• _EXERCISE DESCRIPTION_: Which rows below contain the word "face"? Return each of those rows in full.

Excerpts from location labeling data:
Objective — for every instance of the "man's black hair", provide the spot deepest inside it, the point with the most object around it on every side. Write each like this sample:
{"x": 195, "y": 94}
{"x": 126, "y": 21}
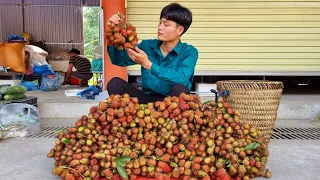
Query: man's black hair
{"x": 179, "y": 14}
{"x": 76, "y": 51}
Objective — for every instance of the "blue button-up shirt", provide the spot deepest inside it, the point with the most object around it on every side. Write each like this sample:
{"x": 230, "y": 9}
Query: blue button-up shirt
{"x": 177, "y": 67}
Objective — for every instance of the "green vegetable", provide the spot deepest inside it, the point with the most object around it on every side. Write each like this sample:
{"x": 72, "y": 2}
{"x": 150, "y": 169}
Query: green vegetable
{"x": 8, "y": 90}
{"x": 14, "y": 96}
{"x": 252, "y": 146}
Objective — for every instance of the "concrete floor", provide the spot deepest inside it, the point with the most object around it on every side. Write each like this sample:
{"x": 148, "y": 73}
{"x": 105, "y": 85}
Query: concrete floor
{"x": 24, "y": 158}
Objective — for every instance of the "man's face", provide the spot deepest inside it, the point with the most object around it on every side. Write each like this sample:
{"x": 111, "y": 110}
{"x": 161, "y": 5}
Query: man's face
{"x": 71, "y": 54}
{"x": 169, "y": 30}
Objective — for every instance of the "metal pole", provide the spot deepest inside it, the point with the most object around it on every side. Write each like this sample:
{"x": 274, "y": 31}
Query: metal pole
{"x": 23, "y": 21}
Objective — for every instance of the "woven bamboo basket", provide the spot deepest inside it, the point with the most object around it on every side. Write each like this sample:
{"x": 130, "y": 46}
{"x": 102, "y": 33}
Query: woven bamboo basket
{"x": 257, "y": 101}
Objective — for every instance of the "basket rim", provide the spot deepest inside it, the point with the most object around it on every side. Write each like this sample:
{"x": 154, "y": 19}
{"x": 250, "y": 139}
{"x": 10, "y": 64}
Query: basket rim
{"x": 249, "y": 84}
{"x": 251, "y": 81}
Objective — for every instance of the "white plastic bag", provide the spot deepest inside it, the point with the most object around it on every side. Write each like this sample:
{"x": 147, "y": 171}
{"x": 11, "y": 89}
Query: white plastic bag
{"x": 19, "y": 120}
{"x": 37, "y": 55}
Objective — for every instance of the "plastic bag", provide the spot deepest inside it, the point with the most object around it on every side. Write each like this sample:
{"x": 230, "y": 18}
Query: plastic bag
{"x": 42, "y": 69}
{"x": 96, "y": 65}
{"x": 15, "y": 38}
{"x": 90, "y": 92}
{"x": 50, "y": 82}
{"x": 19, "y": 120}
{"x": 37, "y": 55}
{"x": 30, "y": 85}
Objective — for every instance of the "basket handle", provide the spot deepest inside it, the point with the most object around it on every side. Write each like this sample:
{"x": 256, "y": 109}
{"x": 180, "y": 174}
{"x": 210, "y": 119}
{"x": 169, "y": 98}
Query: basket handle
{"x": 217, "y": 94}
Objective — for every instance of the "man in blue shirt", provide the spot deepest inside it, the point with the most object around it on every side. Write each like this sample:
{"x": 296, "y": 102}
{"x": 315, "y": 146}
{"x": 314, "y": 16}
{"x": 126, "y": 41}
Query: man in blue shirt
{"x": 167, "y": 64}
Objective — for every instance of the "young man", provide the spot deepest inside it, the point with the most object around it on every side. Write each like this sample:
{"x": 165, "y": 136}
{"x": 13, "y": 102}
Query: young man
{"x": 82, "y": 65}
{"x": 167, "y": 64}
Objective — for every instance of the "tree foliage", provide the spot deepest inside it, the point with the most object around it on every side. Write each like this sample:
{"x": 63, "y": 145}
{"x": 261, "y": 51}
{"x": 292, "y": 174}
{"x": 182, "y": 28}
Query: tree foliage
{"x": 91, "y": 30}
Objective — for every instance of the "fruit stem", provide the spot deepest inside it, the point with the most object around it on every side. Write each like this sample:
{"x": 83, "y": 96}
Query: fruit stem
{"x": 66, "y": 167}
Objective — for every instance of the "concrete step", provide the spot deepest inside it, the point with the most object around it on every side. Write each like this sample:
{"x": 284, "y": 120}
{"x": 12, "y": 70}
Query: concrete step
{"x": 292, "y": 106}
{"x": 57, "y": 105}
{"x": 68, "y": 122}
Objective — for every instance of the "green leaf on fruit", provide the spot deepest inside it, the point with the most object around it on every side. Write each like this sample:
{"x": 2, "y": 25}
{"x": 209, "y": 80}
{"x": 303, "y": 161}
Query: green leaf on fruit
{"x": 184, "y": 142}
{"x": 252, "y": 146}
{"x": 120, "y": 163}
{"x": 122, "y": 172}
{"x": 66, "y": 141}
{"x": 125, "y": 158}
{"x": 207, "y": 102}
{"x": 224, "y": 110}
{"x": 60, "y": 131}
{"x": 184, "y": 152}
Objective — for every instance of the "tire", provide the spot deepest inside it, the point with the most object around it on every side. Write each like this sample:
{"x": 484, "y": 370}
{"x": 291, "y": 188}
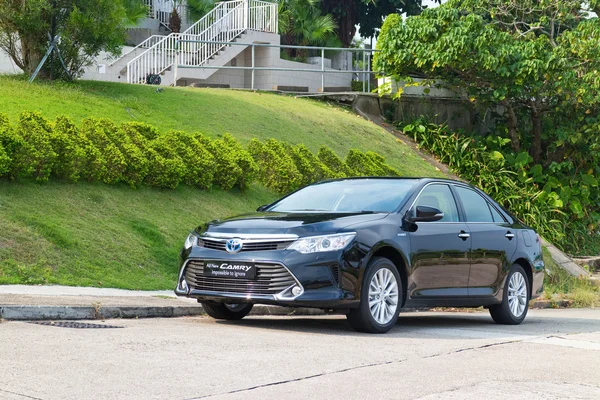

• _TASK RESULT_:
Objective — for every instance of the "man's face", provide the spot deepest inside it, the point with the most object around it on every side. Write each like this sample:
Query: man's face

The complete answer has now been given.